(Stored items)
[Start of section]
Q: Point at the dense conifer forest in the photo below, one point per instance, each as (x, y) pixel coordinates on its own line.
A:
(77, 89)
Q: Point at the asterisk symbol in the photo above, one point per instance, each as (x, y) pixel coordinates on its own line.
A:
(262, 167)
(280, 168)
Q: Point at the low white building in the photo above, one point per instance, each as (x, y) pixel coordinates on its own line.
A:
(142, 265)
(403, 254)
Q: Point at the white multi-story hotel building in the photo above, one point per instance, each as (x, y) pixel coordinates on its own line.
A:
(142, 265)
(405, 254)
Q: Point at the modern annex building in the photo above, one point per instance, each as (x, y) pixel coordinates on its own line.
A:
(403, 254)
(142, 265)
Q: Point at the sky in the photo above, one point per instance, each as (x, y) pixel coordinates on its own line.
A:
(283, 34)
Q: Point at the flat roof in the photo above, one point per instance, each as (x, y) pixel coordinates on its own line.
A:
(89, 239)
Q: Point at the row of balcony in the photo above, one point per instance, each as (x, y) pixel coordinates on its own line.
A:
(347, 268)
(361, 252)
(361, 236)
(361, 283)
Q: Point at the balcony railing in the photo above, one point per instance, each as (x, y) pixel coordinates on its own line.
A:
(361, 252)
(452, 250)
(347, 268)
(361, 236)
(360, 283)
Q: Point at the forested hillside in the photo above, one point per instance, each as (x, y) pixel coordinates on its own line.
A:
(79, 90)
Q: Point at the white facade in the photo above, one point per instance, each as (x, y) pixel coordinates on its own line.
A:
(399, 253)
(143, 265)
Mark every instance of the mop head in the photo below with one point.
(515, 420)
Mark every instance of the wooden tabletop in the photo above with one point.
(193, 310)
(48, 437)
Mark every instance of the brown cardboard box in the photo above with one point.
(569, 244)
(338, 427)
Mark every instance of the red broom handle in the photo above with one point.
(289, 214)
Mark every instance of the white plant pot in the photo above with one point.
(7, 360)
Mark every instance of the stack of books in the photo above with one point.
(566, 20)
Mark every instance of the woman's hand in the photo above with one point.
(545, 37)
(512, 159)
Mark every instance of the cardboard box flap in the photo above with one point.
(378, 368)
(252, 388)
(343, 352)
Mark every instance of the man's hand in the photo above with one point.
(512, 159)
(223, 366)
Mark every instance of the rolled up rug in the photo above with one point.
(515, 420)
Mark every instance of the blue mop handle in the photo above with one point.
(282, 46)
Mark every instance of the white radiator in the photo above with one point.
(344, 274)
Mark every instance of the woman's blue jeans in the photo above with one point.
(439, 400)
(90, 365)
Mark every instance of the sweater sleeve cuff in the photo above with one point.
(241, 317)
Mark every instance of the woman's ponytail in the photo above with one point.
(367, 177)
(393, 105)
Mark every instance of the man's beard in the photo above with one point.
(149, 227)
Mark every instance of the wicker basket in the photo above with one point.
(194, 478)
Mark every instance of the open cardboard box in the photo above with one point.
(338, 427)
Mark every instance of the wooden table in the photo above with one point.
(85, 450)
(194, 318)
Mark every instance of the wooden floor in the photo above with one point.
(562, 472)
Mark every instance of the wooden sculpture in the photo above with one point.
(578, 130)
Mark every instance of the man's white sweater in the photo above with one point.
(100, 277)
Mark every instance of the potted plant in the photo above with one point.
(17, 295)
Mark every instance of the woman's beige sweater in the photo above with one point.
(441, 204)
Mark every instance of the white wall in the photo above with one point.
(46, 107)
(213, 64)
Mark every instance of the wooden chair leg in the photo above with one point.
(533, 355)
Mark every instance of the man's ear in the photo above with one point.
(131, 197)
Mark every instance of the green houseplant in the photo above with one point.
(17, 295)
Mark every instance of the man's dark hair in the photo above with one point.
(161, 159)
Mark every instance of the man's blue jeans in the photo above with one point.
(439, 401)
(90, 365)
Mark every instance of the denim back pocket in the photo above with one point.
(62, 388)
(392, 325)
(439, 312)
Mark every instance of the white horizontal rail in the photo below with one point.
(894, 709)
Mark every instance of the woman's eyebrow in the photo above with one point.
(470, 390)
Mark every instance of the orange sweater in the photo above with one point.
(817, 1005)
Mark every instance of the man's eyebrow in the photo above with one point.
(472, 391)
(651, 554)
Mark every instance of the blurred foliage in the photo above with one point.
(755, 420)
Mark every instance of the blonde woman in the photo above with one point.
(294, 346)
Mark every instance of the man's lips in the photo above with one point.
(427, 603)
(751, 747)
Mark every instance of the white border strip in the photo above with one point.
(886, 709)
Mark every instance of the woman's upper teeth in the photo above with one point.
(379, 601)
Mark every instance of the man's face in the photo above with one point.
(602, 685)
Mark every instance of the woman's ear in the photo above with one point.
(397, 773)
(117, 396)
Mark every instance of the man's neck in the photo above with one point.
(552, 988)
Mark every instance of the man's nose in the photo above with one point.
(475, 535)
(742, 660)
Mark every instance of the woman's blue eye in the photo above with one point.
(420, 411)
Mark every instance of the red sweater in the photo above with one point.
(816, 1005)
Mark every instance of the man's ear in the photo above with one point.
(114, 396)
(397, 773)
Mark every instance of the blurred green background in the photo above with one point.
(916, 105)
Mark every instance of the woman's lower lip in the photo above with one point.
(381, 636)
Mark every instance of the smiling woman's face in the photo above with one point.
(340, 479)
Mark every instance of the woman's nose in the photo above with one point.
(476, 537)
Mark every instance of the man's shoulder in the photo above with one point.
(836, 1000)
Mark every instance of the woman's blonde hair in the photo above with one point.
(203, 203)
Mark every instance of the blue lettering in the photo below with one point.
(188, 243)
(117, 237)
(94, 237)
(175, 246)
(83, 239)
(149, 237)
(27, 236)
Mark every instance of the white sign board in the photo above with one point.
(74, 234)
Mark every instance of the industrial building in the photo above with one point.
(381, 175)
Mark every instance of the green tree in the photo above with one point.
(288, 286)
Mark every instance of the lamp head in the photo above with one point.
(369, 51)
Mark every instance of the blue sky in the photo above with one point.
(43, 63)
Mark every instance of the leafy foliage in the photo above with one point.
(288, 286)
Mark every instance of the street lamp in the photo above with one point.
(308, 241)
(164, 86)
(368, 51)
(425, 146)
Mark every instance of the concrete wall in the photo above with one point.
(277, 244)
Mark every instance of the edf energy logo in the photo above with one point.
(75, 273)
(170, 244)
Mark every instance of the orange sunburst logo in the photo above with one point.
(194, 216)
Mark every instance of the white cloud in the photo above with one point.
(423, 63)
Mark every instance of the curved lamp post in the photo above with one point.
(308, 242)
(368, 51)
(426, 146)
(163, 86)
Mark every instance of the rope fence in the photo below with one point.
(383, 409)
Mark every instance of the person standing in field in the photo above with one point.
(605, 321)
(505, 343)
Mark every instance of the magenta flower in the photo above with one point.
[End of section]
## Work task
From the entries above, copy every line where the word "balcony" shows up.

## Task result
Q: Point at the row of balcony in the photo above, one point per instance, each as (x, y) pixel coordinates on its own line.
Q: Point at the balcony railing in the photo above, one point per instance, each as (x, y) pixel coordinates on its own line.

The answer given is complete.